▶ [Task brief] Reproduce the data below verbatim, line by line, without altering any character.

▶ [Exercise data]
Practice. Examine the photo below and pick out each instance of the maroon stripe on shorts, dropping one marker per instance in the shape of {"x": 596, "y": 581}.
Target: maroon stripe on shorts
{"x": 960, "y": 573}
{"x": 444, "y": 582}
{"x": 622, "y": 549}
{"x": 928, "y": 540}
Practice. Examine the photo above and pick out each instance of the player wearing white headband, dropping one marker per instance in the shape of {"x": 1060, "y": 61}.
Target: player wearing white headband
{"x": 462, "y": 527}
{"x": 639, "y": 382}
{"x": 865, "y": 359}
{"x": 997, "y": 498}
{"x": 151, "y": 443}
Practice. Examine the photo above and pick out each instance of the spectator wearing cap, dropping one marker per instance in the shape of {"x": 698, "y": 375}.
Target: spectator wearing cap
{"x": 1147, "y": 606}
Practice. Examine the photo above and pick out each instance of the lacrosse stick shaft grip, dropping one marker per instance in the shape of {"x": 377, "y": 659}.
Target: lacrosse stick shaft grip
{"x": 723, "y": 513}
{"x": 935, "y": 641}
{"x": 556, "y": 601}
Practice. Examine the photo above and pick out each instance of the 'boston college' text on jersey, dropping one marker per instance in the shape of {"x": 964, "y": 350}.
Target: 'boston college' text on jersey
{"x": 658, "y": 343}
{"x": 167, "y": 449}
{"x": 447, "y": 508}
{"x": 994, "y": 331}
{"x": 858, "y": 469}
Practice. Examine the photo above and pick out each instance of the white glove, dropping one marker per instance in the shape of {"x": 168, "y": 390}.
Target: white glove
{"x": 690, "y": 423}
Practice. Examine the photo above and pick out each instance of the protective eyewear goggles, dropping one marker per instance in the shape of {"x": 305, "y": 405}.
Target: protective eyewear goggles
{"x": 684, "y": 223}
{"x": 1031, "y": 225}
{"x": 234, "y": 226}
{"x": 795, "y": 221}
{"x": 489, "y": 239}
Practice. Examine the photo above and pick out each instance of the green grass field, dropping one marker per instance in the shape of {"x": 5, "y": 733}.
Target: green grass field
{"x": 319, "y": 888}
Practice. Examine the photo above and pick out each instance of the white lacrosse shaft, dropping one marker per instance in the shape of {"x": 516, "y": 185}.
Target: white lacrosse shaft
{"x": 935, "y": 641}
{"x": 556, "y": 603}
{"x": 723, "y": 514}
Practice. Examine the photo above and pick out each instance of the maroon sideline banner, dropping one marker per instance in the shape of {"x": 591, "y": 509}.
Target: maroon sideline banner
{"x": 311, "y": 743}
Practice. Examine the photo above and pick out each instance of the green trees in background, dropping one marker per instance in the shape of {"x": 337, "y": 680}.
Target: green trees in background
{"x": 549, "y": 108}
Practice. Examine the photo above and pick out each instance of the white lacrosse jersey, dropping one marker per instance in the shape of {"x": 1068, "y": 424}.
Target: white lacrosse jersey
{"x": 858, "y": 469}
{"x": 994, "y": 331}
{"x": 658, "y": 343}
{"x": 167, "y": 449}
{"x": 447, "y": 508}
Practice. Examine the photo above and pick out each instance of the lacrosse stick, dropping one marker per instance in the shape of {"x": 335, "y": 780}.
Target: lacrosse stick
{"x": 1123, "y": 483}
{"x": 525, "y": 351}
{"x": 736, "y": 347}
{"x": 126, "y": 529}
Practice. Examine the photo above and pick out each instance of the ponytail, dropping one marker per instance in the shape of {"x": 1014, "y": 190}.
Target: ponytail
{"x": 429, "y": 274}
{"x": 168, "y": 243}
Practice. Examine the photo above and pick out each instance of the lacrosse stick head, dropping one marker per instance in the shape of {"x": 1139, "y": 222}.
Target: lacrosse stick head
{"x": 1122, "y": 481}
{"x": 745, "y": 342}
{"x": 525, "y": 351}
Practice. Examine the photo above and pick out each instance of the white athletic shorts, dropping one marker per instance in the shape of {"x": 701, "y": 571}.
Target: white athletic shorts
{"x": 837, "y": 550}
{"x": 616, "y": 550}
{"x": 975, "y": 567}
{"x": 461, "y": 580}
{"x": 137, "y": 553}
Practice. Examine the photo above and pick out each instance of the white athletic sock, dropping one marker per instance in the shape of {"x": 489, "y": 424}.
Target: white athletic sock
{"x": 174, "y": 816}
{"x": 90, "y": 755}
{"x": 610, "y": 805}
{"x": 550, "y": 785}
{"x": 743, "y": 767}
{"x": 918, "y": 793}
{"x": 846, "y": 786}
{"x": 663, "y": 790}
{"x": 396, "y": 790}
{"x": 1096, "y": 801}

▶ [The response]
Practice. Examine the photo below and pick out each instance of the maroon stripe on shorts, dropping one marker per instance in the shape of {"x": 596, "y": 581}.
Target: maroon stripe on shorts
{"x": 960, "y": 573}
{"x": 444, "y": 582}
{"x": 622, "y": 549}
{"x": 928, "y": 540}
Practice. Examine the photo above and pick out each instance of the player wearing white headband, dropping one marker per instance in the shape of {"x": 1060, "y": 61}.
Target: player wearing white headband
{"x": 462, "y": 527}
{"x": 639, "y": 382}
{"x": 865, "y": 359}
{"x": 997, "y": 498}
{"x": 151, "y": 443}
Practice. Examine the photo above and pick out each instance of the spectator wearing cap, dropping one marker per instance in the shape of {"x": 698, "y": 375}.
Target: spectator wearing cap
{"x": 1147, "y": 606}
Practice. Examine the photo above and pick out each instance of the lacrosse stick shaft grip, dropping one marker per instance in the shape of {"x": 377, "y": 659}.
Target: lacrosse stick shaft grip
{"x": 723, "y": 513}
{"x": 935, "y": 641}
{"x": 556, "y": 601}
Practice. Examine the photo above and pick out each instance of the 'boston college' text on jersey, dropping one marker per instance in the shape of {"x": 964, "y": 350}.
Target: 'boston college' text on jersey
{"x": 658, "y": 343}
{"x": 167, "y": 449}
{"x": 447, "y": 508}
{"x": 994, "y": 331}
{"x": 858, "y": 469}
Practice. Examine the photo above and pick out each instance of the white glove, dropping one marker per instance in the shape of {"x": 168, "y": 390}.
Target: white glove
{"x": 690, "y": 423}
Practice. Examine the photo above and pick out each instance of the protective eyewear goggles, dropping one marker per instance in the shape of {"x": 305, "y": 405}.
Target: protective eyewear goggles
{"x": 684, "y": 223}
{"x": 1031, "y": 225}
{"x": 234, "y": 226}
{"x": 795, "y": 221}
{"x": 489, "y": 239}
Practice. Examine the photo above and pick out each instance of the green grass field, dropping one marker per instance in the shape of {"x": 5, "y": 733}.
Target: green grass field
{"x": 319, "y": 888}
Practice. Examine the photo above and pick out each instance of the white lacrosse shaft, dropping one marker per instance in the shape of {"x": 516, "y": 185}.
Target: white lacrosse shaft
{"x": 935, "y": 641}
{"x": 556, "y": 603}
{"x": 723, "y": 514}
Practice. Examine the photo above and pick out each instance of the maroon sideline banner, dropping one marker per instance in the shape of {"x": 591, "y": 509}.
Target: maroon sideline banner
{"x": 311, "y": 743}
Practice. Examine the photo above and pick out each instance of the green trees in background, dropping one marker per instance in the shape of {"x": 337, "y": 680}.
Target: green trees in background
{"x": 549, "y": 108}
Practice. Examine the photo above and pick out each instance of the white lacrosse jersey, dropping one marker per instance in the shape of {"x": 1068, "y": 424}.
Target: white lacrosse jersey
{"x": 858, "y": 469}
{"x": 994, "y": 331}
{"x": 658, "y": 343}
{"x": 167, "y": 449}
{"x": 447, "y": 508}
Practice. Examine the photo above and pick out each instance of the lacrosse stick, dropping one marker per instance in the shape of {"x": 335, "y": 780}.
Target: lacrosse stick
{"x": 1123, "y": 483}
{"x": 525, "y": 351}
{"x": 736, "y": 347}
{"x": 126, "y": 529}
Practice. Examine the photo above and pick out each instance of the ponytail, dropping one marker per instance in the shape of {"x": 1014, "y": 190}.
Target: ponytail
{"x": 429, "y": 274}
{"x": 168, "y": 243}
Practice. Examine the photo above and pick out each instance of the lacrosse stick head, dropping one marker per instance in the shape of {"x": 1139, "y": 222}.
Target: lacrosse stick head
{"x": 1122, "y": 481}
{"x": 745, "y": 342}
{"x": 525, "y": 351}
Practice. Examine the photo above and pick out each instance of the white athletic shorts, dropping one marker per instance in the shape of {"x": 701, "y": 571}.
Target: white athletic shorts
{"x": 837, "y": 550}
{"x": 616, "y": 550}
{"x": 975, "y": 567}
{"x": 461, "y": 580}
{"x": 137, "y": 553}
Practice. Examine the photo above and pick out each instance of the white athletic sock, dropping one marker per instance in the shape of {"x": 489, "y": 424}.
Target: white athletic sock
{"x": 174, "y": 816}
{"x": 90, "y": 755}
{"x": 610, "y": 805}
{"x": 550, "y": 785}
{"x": 743, "y": 767}
{"x": 918, "y": 793}
{"x": 846, "y": 786}
{"x": 663, "y": 790}
{"x": 396, "y": 790}
{"x": 1096, "y": 801}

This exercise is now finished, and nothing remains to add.